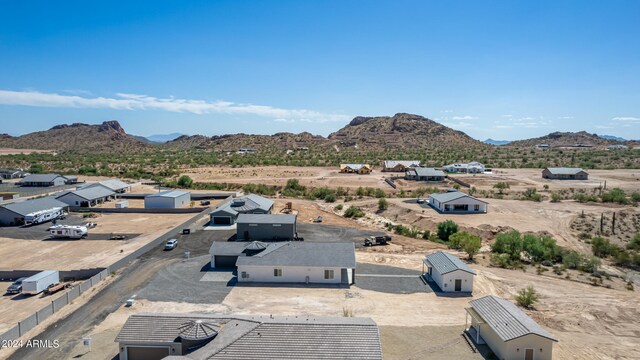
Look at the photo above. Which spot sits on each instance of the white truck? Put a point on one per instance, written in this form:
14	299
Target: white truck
68	231
40	282
38	217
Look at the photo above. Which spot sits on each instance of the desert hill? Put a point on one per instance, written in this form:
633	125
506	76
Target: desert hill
106	137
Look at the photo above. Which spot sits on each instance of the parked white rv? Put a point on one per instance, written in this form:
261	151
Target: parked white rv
38	217
68	231
40	282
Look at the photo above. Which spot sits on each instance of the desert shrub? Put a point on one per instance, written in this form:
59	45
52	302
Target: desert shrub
446	229
353	212
527	297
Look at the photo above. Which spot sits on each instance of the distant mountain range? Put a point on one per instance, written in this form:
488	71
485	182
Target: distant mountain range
490	141
398	132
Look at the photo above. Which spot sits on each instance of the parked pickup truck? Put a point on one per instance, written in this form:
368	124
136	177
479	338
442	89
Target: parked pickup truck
16	287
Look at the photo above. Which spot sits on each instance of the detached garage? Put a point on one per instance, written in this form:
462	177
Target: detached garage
172	199
266	227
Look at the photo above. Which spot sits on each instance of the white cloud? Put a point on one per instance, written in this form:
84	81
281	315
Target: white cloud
625	118
124	101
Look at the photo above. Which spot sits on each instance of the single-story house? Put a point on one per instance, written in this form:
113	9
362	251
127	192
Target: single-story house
565	174
43	180
399	165
355	168
287	262
424	174
149	336
457	202
172	199
12	214
87	197
472	167
279	227
508	331
115	185
12	174
227	212
448	272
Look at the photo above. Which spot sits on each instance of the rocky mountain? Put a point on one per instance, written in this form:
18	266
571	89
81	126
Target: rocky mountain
491	141
561	139
401	131
106	137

- - - -

Recast all of the lines above as a Markdown table with two columns, Row for the row number and Line for the line itself, leaving out blank lines. Keep the pictures out of the table.

| Row | Line |
|---|---|
| 1 | Look at the photo above. Which spot sits on each instance of the white truck? Put a point on one per instance, written in this form: |
| 2 | 14	299 |
| 3 | Target: white truck |
| 4 | 68	231 |
| 5 | 40	282 |
| 6 | 38	217 |
| 7 | Look at the photo above. Which spot sits on each instance of the desert hill? Put a point on one per instance, written in this form: |
| 8 | 633	125 |
| 9 | 506	76 |
| 10 | Target: desert hill |
| 11 | 106	137 |
| 12 | Look at the photo above. Which spot sits on each instance of the parked white rv? Put a point on one per instance, written in this form: |
| 13 | 261	151 |
| 14 | Target: parked white rv |
| 15 | 38	217 |
| 16 | 68	231 |
| 17 | 40	282 |
| 18 | Look at the photo above. Which spot sits on each instance of the desert shrub? Put a point on one per instance, written in this form: |
| 19 | 59	45 |
| 20 | 52	302 |
| 21 | Target: desert shrub |
| 22 | 446	229 |
| 23 | 353	212 |
| 24 | 527	297 |
| 25 | Look at the photo above. Which spot sits on each instance of the distant mountain range? Put a point on one per instance, written in this form: |
| 26 | 488	71 |
| 27 | 485	182 |
| 28 | Target: distant mountain range |
| 29 | 490	141 |
| 30 | 398	132 |
| 31 | Look at the photo above. Which spot sits on each instance of the parked pickup truck? Put a point on one per instance, written in this form: |
| 32 | 368	124 |
| 33 | 136	177 |
| 34 | 479	338 |
| 35 | 442	89 |
| 36 | Target: parked pickup truck |
| 37 | 16	287 |
| 38 | Look at the photo above. Which spot sits on each instance of the detached garage? Put a point on one per instance, written in this form: |
| 39 | 462	177 |
| 40 | Target: detached garage |
| 41 | 172	199 |
| 42 | 266	227 |
| 43 | Look at the photo above. Which spot sits on each instance of the white cloud? Put a point on one per instance, written in this form: |
| 44 | 84	81 |
| 45 | 281	315 |
| 46 | Target: white cloud |
| 47 | 625	118 |
| 48 | 124	101 |
| 49 | Look at the photo above. Which spot sits on each instance of the single-story house? Put a point on one per instance, written in this form: |
| 50 | 113	9 |
| 51 | 362	251 |
| 52 | 127	192 |
| 53 | Target: single-story house |
| 54 | 565	174 |
| 55 | 43	180 |
| 56 | 399	165 |
| 57 | 355	168 |
| 58 | 287	262 |
| 59 | 424	174 |
| 60 | 149	336 |
| 61 | 457	202 |
| 62 | 172	199 |
| 63 | 12	214 |
| 64 | 87	197 |
| 65 | 472	167 |
| 66 | 279	227 |
| 67 | 508	331 |
| 68 | 115	185 |
| 69 | 12	174 |
| 70 | 227	212 |
| 71 | 448	272 |
| 72 | Look at the photo above. Which spot sits on each instance of the rocky mountain? Put a point on one per instance, written in this form: |
| 73 | 18	266 |
| 74 | 571	89 |
| 75 | 81	126 |
| 76 | Target: rocky mountain |
| 77 | 491	141 |
| 78 | 561	139 |
| 79 | 401	131 |
| 80 | 106	137 |